■ **任务一览**:
1 > 根据文本片段,作者的母亲在哪里工作?
2 > 请照原样抄录文本片段中从“看林清玄写的【幸福】,方知他”一直到“街坊邻居,同学同事,她都会热心帮忙,尽力相助。”的全部内容。

■ **文本片段**:
看林清玄写的【幸福】,方知他也有一个不是那么“温暖”的母亲,迫于生计,限于认知,忙于烟火,而他排行十二,十七八个孩子成日围着一个母亲团团转,对于一个生长在农村的女子,难免会陷于焦虑、烦躁和怒火,继而高声的斥责,甚至打骂,
然而,在一个黄昏,他随着母亲到山上挖菜,路上母亲牵着他的手。
金色的夕阳,母亲的手心——温暖了他整个后半生。
在家里,只我一个孩子,而母亲仍是忙碌的,焦虑的,极少温柔的。她在医院工作,求她看病开药,介绍专家的人,在我童年的记忆中,几乎隔几天就会有。
街坊邻居,同学同事,她都会热心帮忙,尽力相助。

■ **清单内容**:
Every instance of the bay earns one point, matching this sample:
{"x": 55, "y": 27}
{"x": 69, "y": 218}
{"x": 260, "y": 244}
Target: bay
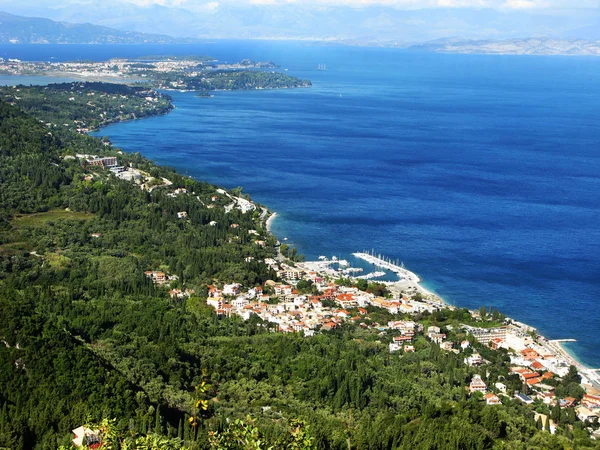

■ **逐项答案**:
1 > 医院。

2 >
看林清玄写的【幸福】,方知他也有一个不是那么“温暖”的母亲,迫于生计,限于认知,忙于烟火,而他排行十二,十七八个孩子成日围着一个母亲团团转,对于一个生长在农村的女子,难免会陷于焦虑、烦躁和怒火,继而高声的斥责,甚至打骂,
然而,在一个黄昏,他随着母亲到山上挖菜,路上母亲牵着他的手。
金色的夕阳,母亲的手心——温暖了他整个后半生。
在家里,只我一个孩子,而母亲仍是忙碌的,焦虑的,极少温柔的。她在医院工作,求她看病开药,介绍专家的人,在我童年的记忆中,几乎隔几天就会有。
街坊邻居,同学同事,她都会热心帮忙,尽力相助。